Barocas: Right, the next two.
Daniel McLachlan: Hi, I am Daniel McLachlan. I’m a technologist at The Boston Globe. It seems like in a lot of these discussions of algorithms and governance, a lot of the concerns that come up are concerns that exist about large organizations and large bureaucracies even without, or sort of before algorithms enter into the discussion. And the increase in the usage and the power of algorithm seems to have two main effects. I mean, the first is obviously that it allows to theoretically catch every speeder. It sort of multiplies the power of the bureaucracy. But on the other hand, I’m interested in teasing out what your thoughts are on how the at least notional transparency of the algorithm is an object, as opposed to a kind tangle of roles and rules enacted by people in an organization change how those organizations behave and how people envision them. Does it make it…you know, does it help or does it hurt?
Daniel Schwartz-Narbonne: Hi, I’m Daniel Schwartz-Narbonne. I’m a post-doc here at Courant. I already introduced myself. So, couple things. First of all, when you had your bubble sort algorithm are you sure it shouldn’t be a less-than or equal to in the for loop? [audience laughs]
And second of all, a lot of the stuff that people have been talking about has been…you know, these are problems that have already existed, right. Law is an algorithm. When the IRS decide you know, will they allow this particular tax dodge or not, and then the lawyers come up with some new way around it, they’re actually playing off an algorithm that’s simply implemented in a human head instead implemented on a computer. And I think the real difference is not you know, are we dealing with algorithms or not. The real difference is the relative cost of doing various things.
So, there’s a lot of stuff where we never really worried about it because it wasn’t…practical, right. We didn’t worry about the huge amount of information that was in some government database because you literally had to send some guy to go photocopy it to get it out and so that was not a risk to your privacy. And now that it’s on the Web and you can scrape it, that same data is now a risk to privacy because the cost of getting it is a lot lower. And in general the costs are dropping, and just an example with the deanonymization— I don’t know if people are familiar with deanonymizing the Netflix data. But Netflix released their data in order to allow people to have a competition to improve their recommender algorithm, and it turned out that you can actually figure out who people are from simply a list of what movies they watched at what times and what rankings they gave them, and then use this to predict other movies by looking at things like people’s blogs. So, the ability to collect all this data has become huge. And that I think is really the big question we have to look at you know, as the cost of doing things is changing. But the fundamental question of dealing with algorithms doesn’t seem to me to have really changed from when we were dealing with the law.
Introna: Yeah, those are two really good points. I think your point is almost an answer to the person before you. And that is, what’s the difference, what changed? We always have had bureaucracies and we’ve always been concerned about these things. But you know, in algorithms, because the cost of doing it has reduced so significantly for exactly that reason—the issue of electronic voting, for example. Why are we so concerned? People would say “Well you know, when we had paper voting, people could also rig the election so why have we got all these hugely-complex processes to try and verify the algorithm for the electronic voting, you know? We don’t have these huge processes when we do paper voting.” Well yeah, but you can not really rig the election if you have a couple of people get together and— You know you, it’s quite costly to go and find the ballot papers, get hold of them illegally, then put all the crosses on and get them all in the box. It’s quite a complex process. Whereas if you get to the algorithm, you could change the election. I mean, you could change a million votes in…a click. So you know, the cost is really the issue. And because that is the case, it really matters where these algorithms sit, what they do, etc. So, I think your sort of point is almost an answer to his, the relative cost point.

Extracted data entries:
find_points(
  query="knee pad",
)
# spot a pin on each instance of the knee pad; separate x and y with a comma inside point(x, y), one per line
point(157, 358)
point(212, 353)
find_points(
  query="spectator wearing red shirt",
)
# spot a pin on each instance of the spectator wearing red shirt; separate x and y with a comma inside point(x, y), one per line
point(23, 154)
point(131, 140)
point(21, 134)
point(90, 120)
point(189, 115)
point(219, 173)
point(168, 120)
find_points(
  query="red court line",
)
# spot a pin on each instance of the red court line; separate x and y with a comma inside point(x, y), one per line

---

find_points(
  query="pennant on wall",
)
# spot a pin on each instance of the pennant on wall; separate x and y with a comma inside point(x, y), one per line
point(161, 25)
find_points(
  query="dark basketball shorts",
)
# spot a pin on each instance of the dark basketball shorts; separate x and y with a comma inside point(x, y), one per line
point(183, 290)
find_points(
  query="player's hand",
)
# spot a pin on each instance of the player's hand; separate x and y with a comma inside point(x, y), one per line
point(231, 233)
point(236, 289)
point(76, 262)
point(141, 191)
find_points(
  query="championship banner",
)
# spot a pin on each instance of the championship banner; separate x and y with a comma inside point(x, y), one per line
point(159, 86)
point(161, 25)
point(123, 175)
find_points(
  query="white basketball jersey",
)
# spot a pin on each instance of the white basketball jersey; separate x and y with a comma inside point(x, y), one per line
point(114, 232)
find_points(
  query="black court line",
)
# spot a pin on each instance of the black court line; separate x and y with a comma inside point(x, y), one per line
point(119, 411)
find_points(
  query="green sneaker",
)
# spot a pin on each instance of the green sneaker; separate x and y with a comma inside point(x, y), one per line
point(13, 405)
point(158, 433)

JOBS:
1. In the discussion on algorithms, why did Netflix release its data?
2. Name every speaker who talks in the discussion on algorithms.
3. Carry on the discussion on algorithms from the point where it stops.
The rows are separate material and have no connection to the discussion on algorithms.

RESPONSES TO THE EXERCISE:
1. To allow people to hold a competition to improve its recommender algorithm.

2. Barocas, Daniel McLachlan, Daniel Schwartz-Narbonne, Introna

3.
Jones: I would just say one of the things that I didn’t comment on in Lucas’ paper but I did in my written thing is that it’s enormously helpful in making us look very c—of not fetishizing the algorithm. That is, in many cases things we’re going to claim are differences of scale. And the place where we need to look is the material and social conditions under which these algorithms are being deployed. And that’s where the continuity with say, bureaucratic or legal procedure— And I think that’s enormously analytically and very practically important. It’s also important to get at those moments precisely when there has to be something different about how we think of them, those moments in which the fact that it is something being done with computers and [indistinct] is qualitatively distinct from what might’ve happened with bureaucratic procedure. I suspect there are fewer of those than we expect. Because it’s easy to get caught up in the technological determinist narrative of the necessity of these sorts of things. But I think it focuses our attention on the one hand on what is it that enables algorithms and material conditions, and then on those special examples, what is distinct about them. And I think that’s important, both analytically and then very practically.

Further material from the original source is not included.